- [Dataset]:
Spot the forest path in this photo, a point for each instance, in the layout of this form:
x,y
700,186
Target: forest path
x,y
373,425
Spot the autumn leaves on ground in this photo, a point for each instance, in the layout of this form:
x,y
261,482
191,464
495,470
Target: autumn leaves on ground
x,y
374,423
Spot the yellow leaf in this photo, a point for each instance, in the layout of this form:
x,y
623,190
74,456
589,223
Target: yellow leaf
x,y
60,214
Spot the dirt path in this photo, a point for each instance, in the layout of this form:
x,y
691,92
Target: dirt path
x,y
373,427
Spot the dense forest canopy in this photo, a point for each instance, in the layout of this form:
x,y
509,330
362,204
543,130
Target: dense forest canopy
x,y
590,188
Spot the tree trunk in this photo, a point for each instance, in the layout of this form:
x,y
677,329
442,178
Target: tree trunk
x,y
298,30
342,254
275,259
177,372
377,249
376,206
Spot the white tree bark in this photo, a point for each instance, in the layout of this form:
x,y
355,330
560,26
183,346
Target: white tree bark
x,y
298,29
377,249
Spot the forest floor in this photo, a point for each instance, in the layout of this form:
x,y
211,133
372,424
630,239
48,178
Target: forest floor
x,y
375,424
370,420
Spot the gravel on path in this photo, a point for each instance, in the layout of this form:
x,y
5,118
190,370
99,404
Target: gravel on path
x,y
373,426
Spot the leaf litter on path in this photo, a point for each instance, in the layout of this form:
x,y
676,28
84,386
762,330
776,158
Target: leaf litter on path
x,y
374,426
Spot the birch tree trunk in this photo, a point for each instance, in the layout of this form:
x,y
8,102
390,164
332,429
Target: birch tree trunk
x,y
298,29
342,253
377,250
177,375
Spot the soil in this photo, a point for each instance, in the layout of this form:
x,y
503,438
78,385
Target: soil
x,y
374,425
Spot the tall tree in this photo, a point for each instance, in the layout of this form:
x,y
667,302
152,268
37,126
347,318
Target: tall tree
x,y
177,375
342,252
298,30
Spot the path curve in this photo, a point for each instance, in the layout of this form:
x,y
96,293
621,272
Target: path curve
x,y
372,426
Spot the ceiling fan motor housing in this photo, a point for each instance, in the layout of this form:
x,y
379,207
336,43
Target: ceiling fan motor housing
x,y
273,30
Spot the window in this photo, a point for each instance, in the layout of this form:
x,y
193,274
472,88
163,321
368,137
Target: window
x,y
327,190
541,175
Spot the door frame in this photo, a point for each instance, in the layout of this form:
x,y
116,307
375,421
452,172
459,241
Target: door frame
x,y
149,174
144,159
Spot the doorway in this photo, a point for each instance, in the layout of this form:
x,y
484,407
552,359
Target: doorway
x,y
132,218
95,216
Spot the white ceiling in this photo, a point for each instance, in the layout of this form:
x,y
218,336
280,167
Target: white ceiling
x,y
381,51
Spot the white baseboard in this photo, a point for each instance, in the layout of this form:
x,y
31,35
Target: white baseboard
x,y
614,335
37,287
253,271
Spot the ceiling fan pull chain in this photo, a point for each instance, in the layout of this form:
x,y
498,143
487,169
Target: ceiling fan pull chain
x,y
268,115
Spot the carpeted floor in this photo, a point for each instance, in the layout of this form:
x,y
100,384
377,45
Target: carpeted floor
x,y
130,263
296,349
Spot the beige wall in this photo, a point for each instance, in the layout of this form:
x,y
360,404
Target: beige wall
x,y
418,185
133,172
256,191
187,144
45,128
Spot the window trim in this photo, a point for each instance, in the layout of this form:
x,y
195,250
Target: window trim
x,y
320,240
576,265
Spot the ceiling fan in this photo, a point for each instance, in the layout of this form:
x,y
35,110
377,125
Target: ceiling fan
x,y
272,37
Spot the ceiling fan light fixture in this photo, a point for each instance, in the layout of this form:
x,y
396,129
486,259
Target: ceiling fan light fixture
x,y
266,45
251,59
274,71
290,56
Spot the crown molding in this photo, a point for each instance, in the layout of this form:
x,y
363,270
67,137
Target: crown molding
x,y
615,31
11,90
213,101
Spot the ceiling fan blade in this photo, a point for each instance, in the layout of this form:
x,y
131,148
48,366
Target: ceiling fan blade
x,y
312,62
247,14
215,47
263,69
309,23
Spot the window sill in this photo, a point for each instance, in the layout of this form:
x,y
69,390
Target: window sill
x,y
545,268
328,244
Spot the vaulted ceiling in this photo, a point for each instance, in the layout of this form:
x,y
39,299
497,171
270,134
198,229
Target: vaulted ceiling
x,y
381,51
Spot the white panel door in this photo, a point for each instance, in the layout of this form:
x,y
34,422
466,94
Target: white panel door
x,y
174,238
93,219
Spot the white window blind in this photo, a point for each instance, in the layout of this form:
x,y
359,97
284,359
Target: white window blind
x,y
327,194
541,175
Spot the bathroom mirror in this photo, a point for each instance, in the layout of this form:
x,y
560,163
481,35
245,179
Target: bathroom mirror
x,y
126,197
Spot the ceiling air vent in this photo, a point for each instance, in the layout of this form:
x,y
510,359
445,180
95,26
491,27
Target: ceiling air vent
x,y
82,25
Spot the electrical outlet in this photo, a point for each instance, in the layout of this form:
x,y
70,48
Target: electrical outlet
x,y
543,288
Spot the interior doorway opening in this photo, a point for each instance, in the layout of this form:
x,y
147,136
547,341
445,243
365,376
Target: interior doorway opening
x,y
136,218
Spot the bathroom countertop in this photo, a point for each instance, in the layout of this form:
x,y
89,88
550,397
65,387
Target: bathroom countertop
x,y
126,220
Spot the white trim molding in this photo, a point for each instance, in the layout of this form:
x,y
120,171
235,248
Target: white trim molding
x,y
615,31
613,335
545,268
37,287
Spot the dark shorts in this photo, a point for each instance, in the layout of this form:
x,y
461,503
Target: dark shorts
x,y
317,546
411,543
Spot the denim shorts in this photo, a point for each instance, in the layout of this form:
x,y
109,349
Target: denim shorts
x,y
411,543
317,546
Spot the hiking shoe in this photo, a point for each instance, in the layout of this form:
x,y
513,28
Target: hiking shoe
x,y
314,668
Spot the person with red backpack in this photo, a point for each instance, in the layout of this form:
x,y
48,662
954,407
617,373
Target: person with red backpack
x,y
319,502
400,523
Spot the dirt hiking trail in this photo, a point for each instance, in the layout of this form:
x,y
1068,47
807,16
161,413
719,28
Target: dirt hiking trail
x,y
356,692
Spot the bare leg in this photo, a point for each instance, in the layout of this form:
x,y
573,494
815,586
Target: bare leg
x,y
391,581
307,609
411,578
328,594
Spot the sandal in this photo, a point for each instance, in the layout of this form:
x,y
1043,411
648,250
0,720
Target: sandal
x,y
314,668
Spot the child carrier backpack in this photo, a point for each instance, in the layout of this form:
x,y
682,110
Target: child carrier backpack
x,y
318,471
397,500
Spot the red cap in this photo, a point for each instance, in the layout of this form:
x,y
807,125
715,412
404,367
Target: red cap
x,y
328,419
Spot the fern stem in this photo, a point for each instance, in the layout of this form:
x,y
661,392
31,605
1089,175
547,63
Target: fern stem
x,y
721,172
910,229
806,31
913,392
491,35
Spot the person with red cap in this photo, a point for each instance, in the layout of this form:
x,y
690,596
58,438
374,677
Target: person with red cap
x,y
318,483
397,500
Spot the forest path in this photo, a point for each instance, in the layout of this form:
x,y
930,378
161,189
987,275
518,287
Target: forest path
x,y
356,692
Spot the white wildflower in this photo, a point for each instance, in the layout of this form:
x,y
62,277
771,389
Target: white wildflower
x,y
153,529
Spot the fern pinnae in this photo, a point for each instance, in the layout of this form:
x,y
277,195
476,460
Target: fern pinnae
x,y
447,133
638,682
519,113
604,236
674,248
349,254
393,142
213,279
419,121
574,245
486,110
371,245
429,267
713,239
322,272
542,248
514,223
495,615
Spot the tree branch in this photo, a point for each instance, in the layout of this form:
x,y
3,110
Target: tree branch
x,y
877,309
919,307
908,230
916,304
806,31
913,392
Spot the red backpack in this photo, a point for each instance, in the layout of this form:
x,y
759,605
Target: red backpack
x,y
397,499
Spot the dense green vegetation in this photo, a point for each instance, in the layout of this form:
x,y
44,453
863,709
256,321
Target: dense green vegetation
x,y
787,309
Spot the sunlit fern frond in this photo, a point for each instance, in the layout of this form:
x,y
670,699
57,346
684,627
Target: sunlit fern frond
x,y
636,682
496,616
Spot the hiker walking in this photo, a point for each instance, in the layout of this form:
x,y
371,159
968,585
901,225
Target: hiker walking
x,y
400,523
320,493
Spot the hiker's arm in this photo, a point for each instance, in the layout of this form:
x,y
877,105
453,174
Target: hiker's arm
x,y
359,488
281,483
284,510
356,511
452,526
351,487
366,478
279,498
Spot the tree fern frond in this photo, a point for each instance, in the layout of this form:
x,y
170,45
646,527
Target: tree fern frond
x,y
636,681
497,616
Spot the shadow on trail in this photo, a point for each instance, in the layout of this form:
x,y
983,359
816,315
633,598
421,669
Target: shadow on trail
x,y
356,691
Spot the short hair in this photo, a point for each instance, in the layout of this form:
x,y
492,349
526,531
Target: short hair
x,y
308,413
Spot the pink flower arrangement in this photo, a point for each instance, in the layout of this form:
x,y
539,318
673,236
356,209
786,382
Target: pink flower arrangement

- [Problem to work on]: Every line of the records containing the word "arrangement" must appear in the answer.

- [Exercise answer]:
Spot the pink flower arrangement in this photo, a point for each instance, in the layout of this form:
Target: pink flower arrangement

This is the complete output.